DAVID HALTON - Dispatches from the Front - McClelland & Stewart - 2014

Publication in Canada of a gripping biography of news luminary Matthew Halton, whose dramatic coverage of World War II went out mainly on Canadian public radio but periodically on the BBC, has served to revive the name of a flamboyant Reuters reporter of the same conflict who also hailed from Canada.

This was Charles (“Charlie”) Lynch, a self-described journalistic apprentice to the veteran Halton on D-Day and an associate thereafter.

The new biography of Halton was written with revealing detachment by his newsman son David under the title Dispatches from the Front (McClelland & Stewart, Toronto). It covers a life that started in tiny Pincher Creek, Alberta, with Matthew as offspring of homesteading immigrants from Lancashire. It then took him from trouble-making college journalism and on to a brilliant 1930s highlighted by his controversial exposure of the realities of Nazism in Germany and civil war in Spain for the hard-driving Toronto Daily Star.  

In 1940 came coverage for the paper of the Finnish-Russian war followed by months spent as the Star’s man in embattled North Africa and points east. Halton switched to CBC radio of Canada as broadcast witness to the Canadians in the grinding Italian campaign.

After that there ensued D-Day and a year’s west European action recounted by him with graphic “voicers” to the CBC about Canadian campaigns as well as the liberation of Paris and a return on VE-Day to a now-devastated Berlin. Some of his reports were carried in both the UK and the US.

Halton’s post-war career was active (even including a column for a London paper) but anti-climactic and he died of a stroke in 1956 at age 52, presumably weakened by his wartime ordeals.

His 1944 D-Day join-up with Charlie Lynch was significant for Halton, starting with shared exploits at the invasion scene. Lynch had been hired for Reuters the year before by the company’s legendary “news manager,” Walton “Tony” Cole, who was visiting North America in search of potential correspondents suitable for the expected mainland-European onslaught. Lynch, then 23, was working for British United Press in Toronto.

> [TASK DIRECTIONS]:
Retype the review from "His 1944 D-Day" up to and including "Press in Toronto.".

> [LISTED ENTRIES]:
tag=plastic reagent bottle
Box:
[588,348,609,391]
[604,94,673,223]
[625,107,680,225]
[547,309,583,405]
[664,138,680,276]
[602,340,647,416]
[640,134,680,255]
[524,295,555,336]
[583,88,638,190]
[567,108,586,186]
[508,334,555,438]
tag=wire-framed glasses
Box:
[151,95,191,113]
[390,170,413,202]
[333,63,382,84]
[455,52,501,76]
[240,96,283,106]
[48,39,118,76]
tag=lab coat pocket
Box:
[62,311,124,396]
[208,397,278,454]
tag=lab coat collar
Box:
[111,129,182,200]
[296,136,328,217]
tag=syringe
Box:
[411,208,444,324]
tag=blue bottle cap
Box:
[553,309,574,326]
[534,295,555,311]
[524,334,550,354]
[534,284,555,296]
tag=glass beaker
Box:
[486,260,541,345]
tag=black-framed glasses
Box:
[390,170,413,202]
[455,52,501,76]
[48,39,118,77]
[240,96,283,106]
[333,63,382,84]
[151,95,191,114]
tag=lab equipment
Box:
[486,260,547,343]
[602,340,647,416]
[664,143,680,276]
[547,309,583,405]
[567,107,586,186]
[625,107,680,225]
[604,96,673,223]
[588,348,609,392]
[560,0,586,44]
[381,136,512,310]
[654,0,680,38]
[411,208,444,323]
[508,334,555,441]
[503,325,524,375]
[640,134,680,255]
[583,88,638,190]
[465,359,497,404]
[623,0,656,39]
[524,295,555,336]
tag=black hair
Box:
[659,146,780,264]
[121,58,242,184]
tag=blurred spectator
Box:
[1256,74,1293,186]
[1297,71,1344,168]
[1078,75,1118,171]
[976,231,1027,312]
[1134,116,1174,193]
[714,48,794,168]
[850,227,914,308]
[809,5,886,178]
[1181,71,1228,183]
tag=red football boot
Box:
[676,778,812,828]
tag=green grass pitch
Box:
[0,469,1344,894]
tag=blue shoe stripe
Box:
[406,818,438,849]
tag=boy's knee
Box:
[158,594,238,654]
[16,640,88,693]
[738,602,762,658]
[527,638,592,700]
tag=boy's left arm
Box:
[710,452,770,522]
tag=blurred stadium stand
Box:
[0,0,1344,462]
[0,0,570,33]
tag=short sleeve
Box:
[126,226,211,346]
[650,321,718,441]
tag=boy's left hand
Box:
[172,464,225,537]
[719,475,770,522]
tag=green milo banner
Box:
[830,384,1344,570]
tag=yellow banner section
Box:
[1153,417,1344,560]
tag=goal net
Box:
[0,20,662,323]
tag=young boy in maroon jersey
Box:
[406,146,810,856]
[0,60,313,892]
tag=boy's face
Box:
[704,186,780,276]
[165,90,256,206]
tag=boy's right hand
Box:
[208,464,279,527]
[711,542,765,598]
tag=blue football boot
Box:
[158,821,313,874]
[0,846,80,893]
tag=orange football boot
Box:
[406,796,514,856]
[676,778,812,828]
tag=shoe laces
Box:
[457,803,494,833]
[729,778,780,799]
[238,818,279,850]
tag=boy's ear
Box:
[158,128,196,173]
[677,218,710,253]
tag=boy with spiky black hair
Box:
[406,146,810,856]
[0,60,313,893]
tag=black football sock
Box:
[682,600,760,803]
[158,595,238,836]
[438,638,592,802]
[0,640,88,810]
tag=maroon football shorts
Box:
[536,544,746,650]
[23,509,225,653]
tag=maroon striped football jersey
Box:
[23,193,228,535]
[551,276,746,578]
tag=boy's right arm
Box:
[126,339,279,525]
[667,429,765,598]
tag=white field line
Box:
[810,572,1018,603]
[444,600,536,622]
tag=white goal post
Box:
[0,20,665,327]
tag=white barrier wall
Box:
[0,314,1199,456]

> [EXPECTED ANSWER]:
His 1944 D-Day join-up with Charlie Lynch was significant for Halton, starting with shared exploits at the invasion scene. Lynch had been hired for Reuters the year before by the company’s legendary “news manager,” Walton “Tony” Cole, who was visiting North America in search of potential correspondents suitable for the expected mainland-European onslaught. Lynch, then 23, was working for British United Press in Toronto.